*DOCUMENT SECTION:*
□ □ □

(100d) Elastomeric Tissue Mimetics Fabricated by a Microintegration Approach

Porous, biodegradable scaffolds that mimic the structure and function of the native extracellular matrix have been developed utilizing a microintegration approach by which cells are integrated within an elastomeric fiber network. In order to fabricate functional cardiovascular tissue, tissue scaffolds would be ideally mechanically compliant and possess the ability to direct cellular organization. Electrospinning represents a method by which sub-micron diameter fiber scaffolds can be fabricated that resemble the scale and architecture of the extracellular matrix. By modulating the appropriate process variables, aligned fiber morphologies can be generated to influence cellular behavior. One limitation of electrospun matrices is that their inherently small pore sizes can cause conventional cell seeding methods to be challenging and time consuming. To overcome this problem we have developed a microintegration approach by which cells are seeded in tandem with the scaffold fabrication process.

□ □ □

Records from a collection
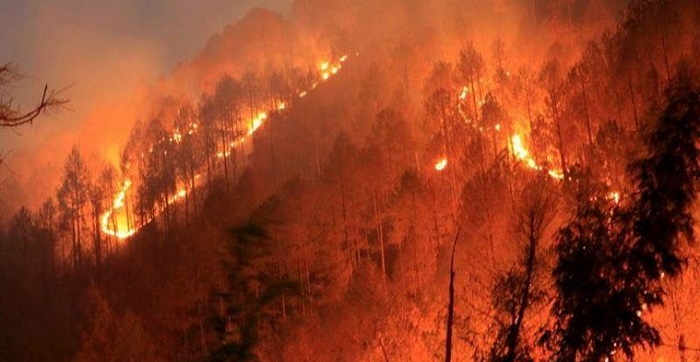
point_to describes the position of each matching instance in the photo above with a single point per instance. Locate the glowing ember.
(464, 93)
(116, 221)
(522, 154)
(441, 164)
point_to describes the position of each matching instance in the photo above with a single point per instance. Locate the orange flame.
(522, 154)
(116, 222)
(441, 164)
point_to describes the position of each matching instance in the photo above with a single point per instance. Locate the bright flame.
(522, 154)
(441, 164)
(464, 93)
(116, 222)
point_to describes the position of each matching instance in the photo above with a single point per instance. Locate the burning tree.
(11, 115)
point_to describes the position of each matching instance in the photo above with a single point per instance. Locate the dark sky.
(103, 48)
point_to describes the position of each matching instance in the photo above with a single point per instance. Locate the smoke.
(113, 57)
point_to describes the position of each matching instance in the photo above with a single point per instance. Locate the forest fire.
(441, 164)
(521, 153)
(497, 176)
(117, 221)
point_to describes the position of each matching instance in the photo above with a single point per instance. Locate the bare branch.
(12, 116)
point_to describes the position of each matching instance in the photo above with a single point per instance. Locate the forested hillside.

□ □ □

*QUESTIONS ON THE MATERIAL:*
- a) Answer these questions from the abstract on elastomeric tissue mimetics:
(i) Which method can fabricate sub-micron diameter fiber scaffolds?
(ii) What can the inherently small pore sizes of electrospun matrices cause?
(iii) In the microintegration approach, when are cells seeded?
- b) Summarize the abstract on elastomeric tissue mimetics in two sentences.
- c) Carry on the abstract on elastomeric tissue mimetics from its last sentence.

*ANSWERS IN ORDER:*
- a)
(i) Electrospinning.
(ii) They can make conventional cell seeding methods challenging and time consuming.
(iii) In tandem with the scaffold fabrication process.

- b) Porous, biodegradable scaffolds that mimic the native extracellular matrix have been developed with a microintegration approach that integrates cells within an elastomeric fiber network. Electrospinning can produce sub-micron fiber scaffolds, but their small pore sizes make conventional cell seeding hard, so cells are instead seeded in tandem with scaffold fabrication.

- c)
Vascular smooth muscle cells (SMCs) isolated from a rat aorta were electrosprayed concurrently with the electrospinning of a poly(ester urethane)urea (PEUU). Biodegradable and cytocompatible PEUU elastomers were based on a polycaprolactone diol soft segment, 1,4-diisocyanatobutane hard segment and a putrescine chain extender. No significant decrease in cellular viability due to the fabrication process was observed. SMC microintegrated PEUU was cultured statically or in a custom designed transmural perfusion bioreactor. Greater than two-fold significantly larger cell numbers resulted from perfusion conditions compared with static conditions at both days 4 and 7 after fabrication. Aligned cellular morphologies and high cellular densities incorporated within the elastomeric fiber matrices after perfusion culture were further observed with histological and fluorescient imaging. SMC microintegrated PEUU was mechanically robust and compliant with tensile properties that varied as a function of material fabrication axis. The preferred fiber axis possessed a tensile strength 6.5 MPa and a breaking strain of 850% and the cross-preferred material axis a tensile strength of 2.0 MPa and breaking strain of 1700%. Microintegration of smooth muscle cells into a biodegradable fiber scaffold to produce elastic tissue mimetics may be ideal for fabrication of cardiovascular or other compliant tissue with orientated cellular morphologies.